»»

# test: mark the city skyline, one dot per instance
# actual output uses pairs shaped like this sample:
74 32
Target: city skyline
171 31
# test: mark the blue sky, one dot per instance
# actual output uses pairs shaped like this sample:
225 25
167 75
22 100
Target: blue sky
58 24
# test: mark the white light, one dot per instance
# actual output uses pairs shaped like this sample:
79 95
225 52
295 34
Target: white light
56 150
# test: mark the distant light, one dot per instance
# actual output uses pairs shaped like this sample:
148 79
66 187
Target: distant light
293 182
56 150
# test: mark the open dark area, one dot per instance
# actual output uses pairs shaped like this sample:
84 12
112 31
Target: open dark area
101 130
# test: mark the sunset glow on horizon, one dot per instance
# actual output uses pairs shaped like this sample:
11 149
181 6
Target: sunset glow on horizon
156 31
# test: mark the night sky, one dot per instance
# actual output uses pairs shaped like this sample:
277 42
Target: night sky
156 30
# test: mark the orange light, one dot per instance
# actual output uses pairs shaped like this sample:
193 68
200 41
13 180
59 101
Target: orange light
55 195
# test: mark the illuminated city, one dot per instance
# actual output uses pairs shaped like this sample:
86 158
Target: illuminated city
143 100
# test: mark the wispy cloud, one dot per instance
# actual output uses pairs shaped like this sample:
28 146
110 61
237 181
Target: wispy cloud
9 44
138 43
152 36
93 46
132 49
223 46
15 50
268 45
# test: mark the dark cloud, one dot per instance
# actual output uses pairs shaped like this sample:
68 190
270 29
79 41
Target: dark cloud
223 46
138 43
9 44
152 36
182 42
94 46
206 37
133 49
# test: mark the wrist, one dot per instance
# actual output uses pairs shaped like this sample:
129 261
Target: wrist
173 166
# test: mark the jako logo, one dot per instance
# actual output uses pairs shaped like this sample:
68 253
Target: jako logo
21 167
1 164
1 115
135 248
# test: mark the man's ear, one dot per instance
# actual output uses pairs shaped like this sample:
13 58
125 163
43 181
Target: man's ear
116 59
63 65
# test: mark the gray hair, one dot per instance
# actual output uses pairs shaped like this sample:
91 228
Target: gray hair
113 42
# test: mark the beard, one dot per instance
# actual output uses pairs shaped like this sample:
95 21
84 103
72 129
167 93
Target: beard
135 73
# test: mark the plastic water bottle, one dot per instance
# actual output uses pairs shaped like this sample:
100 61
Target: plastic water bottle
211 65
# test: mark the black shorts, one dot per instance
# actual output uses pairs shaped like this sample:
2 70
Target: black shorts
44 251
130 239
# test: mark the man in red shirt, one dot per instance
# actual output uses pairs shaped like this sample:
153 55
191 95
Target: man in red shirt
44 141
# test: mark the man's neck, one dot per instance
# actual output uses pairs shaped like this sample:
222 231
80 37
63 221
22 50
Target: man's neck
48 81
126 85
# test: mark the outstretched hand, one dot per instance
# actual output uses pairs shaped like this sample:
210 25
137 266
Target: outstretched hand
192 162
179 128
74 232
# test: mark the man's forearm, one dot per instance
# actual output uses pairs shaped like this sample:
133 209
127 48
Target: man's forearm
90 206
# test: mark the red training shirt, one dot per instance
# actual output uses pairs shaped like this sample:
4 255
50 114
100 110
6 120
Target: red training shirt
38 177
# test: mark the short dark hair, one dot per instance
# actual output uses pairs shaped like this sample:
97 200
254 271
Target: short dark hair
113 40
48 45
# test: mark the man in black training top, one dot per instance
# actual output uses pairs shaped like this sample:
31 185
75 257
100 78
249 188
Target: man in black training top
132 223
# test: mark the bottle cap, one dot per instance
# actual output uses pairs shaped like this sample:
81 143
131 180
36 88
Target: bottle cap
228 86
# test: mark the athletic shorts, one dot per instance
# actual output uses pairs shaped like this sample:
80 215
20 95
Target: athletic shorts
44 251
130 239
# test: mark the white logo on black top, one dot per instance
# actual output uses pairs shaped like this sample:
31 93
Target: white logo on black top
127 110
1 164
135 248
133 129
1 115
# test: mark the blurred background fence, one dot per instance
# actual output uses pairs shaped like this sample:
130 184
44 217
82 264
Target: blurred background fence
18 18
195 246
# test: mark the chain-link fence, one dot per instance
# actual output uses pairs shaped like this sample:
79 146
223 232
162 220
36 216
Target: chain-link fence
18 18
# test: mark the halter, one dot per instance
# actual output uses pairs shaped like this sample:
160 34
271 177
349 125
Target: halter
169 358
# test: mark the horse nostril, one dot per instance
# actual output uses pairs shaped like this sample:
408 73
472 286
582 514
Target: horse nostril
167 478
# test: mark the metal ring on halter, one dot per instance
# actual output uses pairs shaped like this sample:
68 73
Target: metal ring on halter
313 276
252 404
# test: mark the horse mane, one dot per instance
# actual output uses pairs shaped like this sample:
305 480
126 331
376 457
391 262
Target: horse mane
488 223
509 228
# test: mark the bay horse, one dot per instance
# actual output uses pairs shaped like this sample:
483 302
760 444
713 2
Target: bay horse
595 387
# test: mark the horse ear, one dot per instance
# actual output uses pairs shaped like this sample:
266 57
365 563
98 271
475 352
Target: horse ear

««

§ **YOUR ASSIGNMENT**: Beginning at the line above with "# test: mark the halter, one dot per instance" and finishing at the line with "# test: mark the bay", return each line exactly and return nothing else.

§ **RESPONSE BELOW**:
# test: mark the halter, one dot per instance
# actual output uses pairs shaped like this sample:
160 34
271 177
349 125
Target: halter
169 358
# test: mark the horse nostril, one dot per instance
# actual output uses pairs shaped like this sample:
408 73
472 286
582 514
Target: horse nostril
167 478
# test: mark the metal ring on halter, one dot per instance
# actual output uses pairs shaped like this sample:
68 73
Target: metal ring on halter
313 276
252 404
# test: mark the horse mane, one dot per instance
# actual output uses pairs shaped like this sample:
305 480
126 331
376 457
391 262
Target: horse mane
488 223
509 228
# test: mark the bay horse, one dot per instance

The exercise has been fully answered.